> **SHORT PROBLEM**
Can you format the entries below as a JSON list of strings, one string per line, leaving out any blank lines?

----

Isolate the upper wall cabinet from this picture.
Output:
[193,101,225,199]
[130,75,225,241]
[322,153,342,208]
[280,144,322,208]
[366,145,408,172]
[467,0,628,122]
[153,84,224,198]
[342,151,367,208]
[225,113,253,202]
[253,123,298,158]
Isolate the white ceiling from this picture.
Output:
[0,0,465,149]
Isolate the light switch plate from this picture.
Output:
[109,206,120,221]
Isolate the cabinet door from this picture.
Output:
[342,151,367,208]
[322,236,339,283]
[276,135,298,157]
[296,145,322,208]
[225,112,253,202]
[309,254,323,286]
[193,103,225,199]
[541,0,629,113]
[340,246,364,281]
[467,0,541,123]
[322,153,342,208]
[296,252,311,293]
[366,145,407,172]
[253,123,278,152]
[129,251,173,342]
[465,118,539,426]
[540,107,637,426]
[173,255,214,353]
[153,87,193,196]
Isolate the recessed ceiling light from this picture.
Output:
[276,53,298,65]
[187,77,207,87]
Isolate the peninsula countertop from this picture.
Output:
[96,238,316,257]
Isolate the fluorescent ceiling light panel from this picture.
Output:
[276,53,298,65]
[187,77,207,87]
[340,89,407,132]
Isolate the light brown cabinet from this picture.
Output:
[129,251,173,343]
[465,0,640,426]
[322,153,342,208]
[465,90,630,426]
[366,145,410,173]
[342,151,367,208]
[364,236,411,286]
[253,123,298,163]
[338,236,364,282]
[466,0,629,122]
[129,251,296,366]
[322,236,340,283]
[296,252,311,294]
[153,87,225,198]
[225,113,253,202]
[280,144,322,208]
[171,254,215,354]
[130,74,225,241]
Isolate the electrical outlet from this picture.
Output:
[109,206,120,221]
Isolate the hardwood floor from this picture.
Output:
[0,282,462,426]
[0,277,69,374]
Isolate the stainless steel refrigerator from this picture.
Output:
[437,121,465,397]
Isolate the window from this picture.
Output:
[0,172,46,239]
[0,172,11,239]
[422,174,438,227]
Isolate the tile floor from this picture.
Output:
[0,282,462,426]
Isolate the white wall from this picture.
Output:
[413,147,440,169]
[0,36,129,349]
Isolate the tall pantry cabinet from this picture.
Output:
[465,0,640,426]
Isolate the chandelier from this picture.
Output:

----

> **FULL SOLUTION**
[
  "Isolate the upper wall cabinet from this picture.",
  "Output:",
  "[193,101,225,199]",
  "[130,75,225,241]",
  "[322,153,342,208]",
  "[280,144,322,208]",
  "[366,145,408,172]",
  "[467,0,628,122]",
  "[153,84,224,198]",
  "[342,151,367,208]",
  "[225,113,253,202]",
  "[253,123,298,158]",
  "Isolate the white ceiling from this picture.",
  "Output:",
  "[0,0,465,149]",
  "Isolate the light switch plate from this picture.",
  "Output:",
  "[109,206,120,221]",
  "Isolate the cabinet door from this picture.",
  "Output:",
  "[342,151,367,208]",
  "[322,236,339,283]",
  "[276,135,298,157]",
  "[296,145,322,208]",
  "[225,112,253,202]",
  "[309,254,323,286]",
  "[193,103,225,199]",
  "[541,0,629,113]",
  "[340,246,364,281]",
  "[467,0,541,123]",
  "[322,153,342,208]",
  "[296,252,311,293]",
  "[366,145,407,172]",
  "[253,123,278,152]",
  "[129,251,173,342]",
  "[465,118,539,426]",
  "[540,107,637,426]",
  "[173,255,214,353]",
  "[153,87,193,196]",
  "Isolate the recessed ceiling light from this picture.",
  "Output:",
  "[276,53,298,65]",
  "[187,77,207,87]",
  "Isolate the peninsula countertop from this picture.",
  "Output:",
  "[96,238,316,257]",
  "Isolate the fluorescent ceiling light panel from this picture.",
  "Output:",
  "[276,53,298,65]",
  "[187,77,207,87]",
  "[340,89,407,132]",
  "Isolate the light brown cabinet from this picture.",
  "Output:",
  "[129,251,173,343]",
  "[465,0,640,426]",
  "[322,153,342,208]",
  "[465,90,630,426]",
  "[366,145,410,173]",
  "[342,151,367,208]",
  "[364,236,411,286]",
  "[253,123,298,163]",
  "[338,236,364,282]",
  "[466,0,629,122]",
  "[129,251,296,366]",
  "[322,236,340,283]",
  "[296,252,311,294]",
  "[153,87,225,198]",
  "[225,113,253,202]",
  "[280,144,322,208]",
  "[171,254,215,354]",
  "[130,74,225,241]",
  "Isolate the electrical outlet from this picture.",
  "Output:",
  "[109,206,120,221]",
  "Isolate the hardwood floor from this picture.",
  "Output:",
  "[0,282,462,426]",
  "[0,277,69,374]",
  "Isolate the stainless steel refrigerator from this picture.",
  "Output:",
  "[437,121,465,397]",
  "Isolate the window from this picture.",
  "Output:",
  "[0,172,46,239]",
  "[0,172,11,239]",
  "[422,174,438,227]",
  "Isolate the tile floor from this picture.",
  "Output:",
  "[0,282,462,426]",
  "Isolate the white wall from this picture.",
  "Output:",
  "[413,147,440,169]",
  "[0,36,129,349]",
  "Isolate the tall pantry cabinet from this picture.",
  "Output:",
  "[465,0,640,426]",
  "Isolate the chandelier from this picture.",
  "Output:"
]